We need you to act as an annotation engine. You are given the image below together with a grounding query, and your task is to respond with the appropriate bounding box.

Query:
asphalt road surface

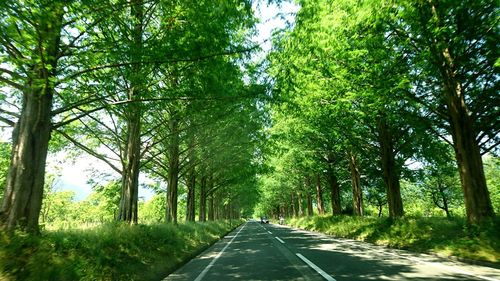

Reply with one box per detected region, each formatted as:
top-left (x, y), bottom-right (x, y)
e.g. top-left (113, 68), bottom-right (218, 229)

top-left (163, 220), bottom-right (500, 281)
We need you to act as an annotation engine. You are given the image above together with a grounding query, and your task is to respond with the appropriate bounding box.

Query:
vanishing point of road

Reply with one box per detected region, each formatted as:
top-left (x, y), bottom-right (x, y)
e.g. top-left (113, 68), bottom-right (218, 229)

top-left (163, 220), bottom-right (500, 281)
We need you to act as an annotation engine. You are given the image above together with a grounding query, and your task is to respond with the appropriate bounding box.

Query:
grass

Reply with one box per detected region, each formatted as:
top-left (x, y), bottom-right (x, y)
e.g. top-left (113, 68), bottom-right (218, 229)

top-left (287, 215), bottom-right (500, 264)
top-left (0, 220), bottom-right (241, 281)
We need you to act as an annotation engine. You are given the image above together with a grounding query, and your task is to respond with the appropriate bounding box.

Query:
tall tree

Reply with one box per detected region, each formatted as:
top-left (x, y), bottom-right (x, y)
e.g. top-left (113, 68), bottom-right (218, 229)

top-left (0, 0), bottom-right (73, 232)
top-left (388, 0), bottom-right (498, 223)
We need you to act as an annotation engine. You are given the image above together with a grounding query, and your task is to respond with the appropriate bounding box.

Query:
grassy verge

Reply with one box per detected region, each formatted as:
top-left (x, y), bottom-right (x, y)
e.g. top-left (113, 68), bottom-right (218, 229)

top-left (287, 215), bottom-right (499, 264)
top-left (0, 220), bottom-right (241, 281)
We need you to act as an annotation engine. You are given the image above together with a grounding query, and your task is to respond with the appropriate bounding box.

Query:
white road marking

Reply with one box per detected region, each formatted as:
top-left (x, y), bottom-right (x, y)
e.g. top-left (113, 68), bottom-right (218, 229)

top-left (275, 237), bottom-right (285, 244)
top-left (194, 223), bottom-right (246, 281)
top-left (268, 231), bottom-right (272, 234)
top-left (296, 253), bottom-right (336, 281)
━━━━━━━━
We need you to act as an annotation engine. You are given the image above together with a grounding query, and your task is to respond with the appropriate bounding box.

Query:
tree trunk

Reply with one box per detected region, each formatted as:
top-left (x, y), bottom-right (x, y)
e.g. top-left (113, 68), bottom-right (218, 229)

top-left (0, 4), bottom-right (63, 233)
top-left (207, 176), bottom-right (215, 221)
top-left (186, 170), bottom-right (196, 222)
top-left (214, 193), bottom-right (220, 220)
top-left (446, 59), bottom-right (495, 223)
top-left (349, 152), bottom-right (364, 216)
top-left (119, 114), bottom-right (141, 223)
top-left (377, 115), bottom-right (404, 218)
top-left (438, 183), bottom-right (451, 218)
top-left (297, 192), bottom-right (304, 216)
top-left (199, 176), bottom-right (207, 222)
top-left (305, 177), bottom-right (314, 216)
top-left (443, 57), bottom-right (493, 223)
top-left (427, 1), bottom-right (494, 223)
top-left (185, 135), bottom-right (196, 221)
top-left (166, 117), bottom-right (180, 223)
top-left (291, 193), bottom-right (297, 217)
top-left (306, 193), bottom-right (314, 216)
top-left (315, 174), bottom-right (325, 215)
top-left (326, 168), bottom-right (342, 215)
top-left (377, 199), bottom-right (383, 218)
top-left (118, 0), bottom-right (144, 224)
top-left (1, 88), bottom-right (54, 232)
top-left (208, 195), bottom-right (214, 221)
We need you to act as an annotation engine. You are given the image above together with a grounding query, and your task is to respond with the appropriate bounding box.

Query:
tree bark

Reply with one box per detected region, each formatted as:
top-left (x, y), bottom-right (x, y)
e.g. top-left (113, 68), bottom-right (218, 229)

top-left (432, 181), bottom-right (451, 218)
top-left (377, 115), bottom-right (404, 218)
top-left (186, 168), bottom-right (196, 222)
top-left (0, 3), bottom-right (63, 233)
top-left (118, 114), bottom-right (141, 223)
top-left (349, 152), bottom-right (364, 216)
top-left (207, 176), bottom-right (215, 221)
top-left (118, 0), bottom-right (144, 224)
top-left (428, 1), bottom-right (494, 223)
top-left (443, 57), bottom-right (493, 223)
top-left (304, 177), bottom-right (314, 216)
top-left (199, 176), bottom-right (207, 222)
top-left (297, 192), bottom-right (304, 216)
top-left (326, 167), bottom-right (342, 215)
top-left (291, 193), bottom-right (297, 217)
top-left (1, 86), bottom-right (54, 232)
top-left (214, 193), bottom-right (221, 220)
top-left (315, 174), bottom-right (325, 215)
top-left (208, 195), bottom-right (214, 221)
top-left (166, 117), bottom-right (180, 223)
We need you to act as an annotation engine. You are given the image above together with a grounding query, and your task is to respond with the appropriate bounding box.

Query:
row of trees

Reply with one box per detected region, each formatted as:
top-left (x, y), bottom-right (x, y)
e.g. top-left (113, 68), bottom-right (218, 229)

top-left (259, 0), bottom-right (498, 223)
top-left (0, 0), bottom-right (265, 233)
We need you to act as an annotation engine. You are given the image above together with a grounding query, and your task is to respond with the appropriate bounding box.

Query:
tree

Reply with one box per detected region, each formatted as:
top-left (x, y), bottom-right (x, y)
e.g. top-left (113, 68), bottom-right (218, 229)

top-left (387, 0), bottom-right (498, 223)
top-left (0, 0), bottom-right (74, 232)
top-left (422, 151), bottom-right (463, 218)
━━━━━━━━
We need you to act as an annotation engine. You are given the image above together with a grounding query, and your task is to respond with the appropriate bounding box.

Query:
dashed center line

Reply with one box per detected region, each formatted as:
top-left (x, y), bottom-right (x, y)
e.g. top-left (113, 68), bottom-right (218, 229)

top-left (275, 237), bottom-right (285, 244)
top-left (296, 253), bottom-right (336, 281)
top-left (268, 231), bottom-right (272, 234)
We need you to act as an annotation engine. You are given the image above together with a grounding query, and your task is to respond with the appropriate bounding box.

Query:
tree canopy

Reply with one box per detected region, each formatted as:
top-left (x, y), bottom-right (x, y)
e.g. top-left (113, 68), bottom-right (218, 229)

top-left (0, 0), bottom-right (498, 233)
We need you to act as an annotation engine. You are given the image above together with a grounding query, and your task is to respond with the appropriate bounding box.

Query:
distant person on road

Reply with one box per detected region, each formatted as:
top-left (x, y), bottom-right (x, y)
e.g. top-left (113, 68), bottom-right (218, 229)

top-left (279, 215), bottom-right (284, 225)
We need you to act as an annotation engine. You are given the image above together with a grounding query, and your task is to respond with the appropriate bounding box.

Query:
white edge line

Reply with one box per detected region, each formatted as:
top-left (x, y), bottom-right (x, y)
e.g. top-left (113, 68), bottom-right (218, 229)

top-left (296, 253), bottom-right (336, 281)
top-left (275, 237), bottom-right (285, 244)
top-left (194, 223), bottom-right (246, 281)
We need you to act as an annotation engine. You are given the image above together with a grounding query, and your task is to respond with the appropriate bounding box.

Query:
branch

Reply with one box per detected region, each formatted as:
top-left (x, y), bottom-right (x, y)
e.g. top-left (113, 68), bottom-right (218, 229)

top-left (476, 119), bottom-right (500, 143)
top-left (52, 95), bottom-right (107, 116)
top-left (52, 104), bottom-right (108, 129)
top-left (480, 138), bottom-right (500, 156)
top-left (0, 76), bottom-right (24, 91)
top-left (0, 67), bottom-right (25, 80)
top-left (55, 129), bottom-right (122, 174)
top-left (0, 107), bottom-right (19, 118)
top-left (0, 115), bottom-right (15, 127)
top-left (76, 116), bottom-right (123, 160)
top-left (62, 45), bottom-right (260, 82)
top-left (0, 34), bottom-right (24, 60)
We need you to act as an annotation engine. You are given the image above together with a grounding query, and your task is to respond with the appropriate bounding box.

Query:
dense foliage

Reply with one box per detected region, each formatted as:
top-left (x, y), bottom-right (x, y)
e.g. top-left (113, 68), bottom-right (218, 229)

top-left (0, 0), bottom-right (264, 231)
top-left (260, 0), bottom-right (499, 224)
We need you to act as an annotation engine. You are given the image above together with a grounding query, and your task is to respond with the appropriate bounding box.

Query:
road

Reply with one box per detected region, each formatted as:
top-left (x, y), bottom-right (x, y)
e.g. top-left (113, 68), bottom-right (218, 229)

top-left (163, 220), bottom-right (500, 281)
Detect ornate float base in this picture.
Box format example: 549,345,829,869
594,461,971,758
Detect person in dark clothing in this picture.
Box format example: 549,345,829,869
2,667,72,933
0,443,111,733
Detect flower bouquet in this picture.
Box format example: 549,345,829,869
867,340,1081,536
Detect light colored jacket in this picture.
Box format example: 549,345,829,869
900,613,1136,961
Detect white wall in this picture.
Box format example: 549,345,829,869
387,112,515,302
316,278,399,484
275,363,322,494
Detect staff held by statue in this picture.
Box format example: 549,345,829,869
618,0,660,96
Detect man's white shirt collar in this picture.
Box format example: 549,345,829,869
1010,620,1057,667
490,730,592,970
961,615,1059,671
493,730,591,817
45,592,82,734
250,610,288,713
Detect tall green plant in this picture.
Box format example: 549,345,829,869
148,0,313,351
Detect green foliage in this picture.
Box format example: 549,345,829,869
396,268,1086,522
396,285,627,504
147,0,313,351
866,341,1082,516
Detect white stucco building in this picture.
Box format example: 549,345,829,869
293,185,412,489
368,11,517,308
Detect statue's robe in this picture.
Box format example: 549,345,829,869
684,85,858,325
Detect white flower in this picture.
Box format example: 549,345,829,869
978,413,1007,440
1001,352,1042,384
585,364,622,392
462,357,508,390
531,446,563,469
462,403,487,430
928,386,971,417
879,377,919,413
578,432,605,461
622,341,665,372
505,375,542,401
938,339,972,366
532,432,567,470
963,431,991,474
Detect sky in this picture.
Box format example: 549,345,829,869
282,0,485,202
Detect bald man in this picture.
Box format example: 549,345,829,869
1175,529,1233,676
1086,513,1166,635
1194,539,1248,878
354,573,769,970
━━━━━━━━
**Exercise brief**
The copy should hold only the lines from the one with "the image below" through the one with "vanishing point of road", exactly as they stand above. Leave out the pictures.

**Solution**
We need you to act as an annotation engine. You are given the image below together with a grounding query, and your task is to respond with the appropriate bounding box.

Query:
asphalt road surface


Reply with one box per detected region, each formatted as:
top-left (x, y), bottom-right (x, y)
e.g. top-left (113, 68), bottom-right (218, 229)

top-left (163, 220), bottom-right (500, 281)
We need you to act as an annotation engine. You are given the image above together with a grounding query, and your task is to respond with the appropriate bounding box.

Query:
vanishing point of road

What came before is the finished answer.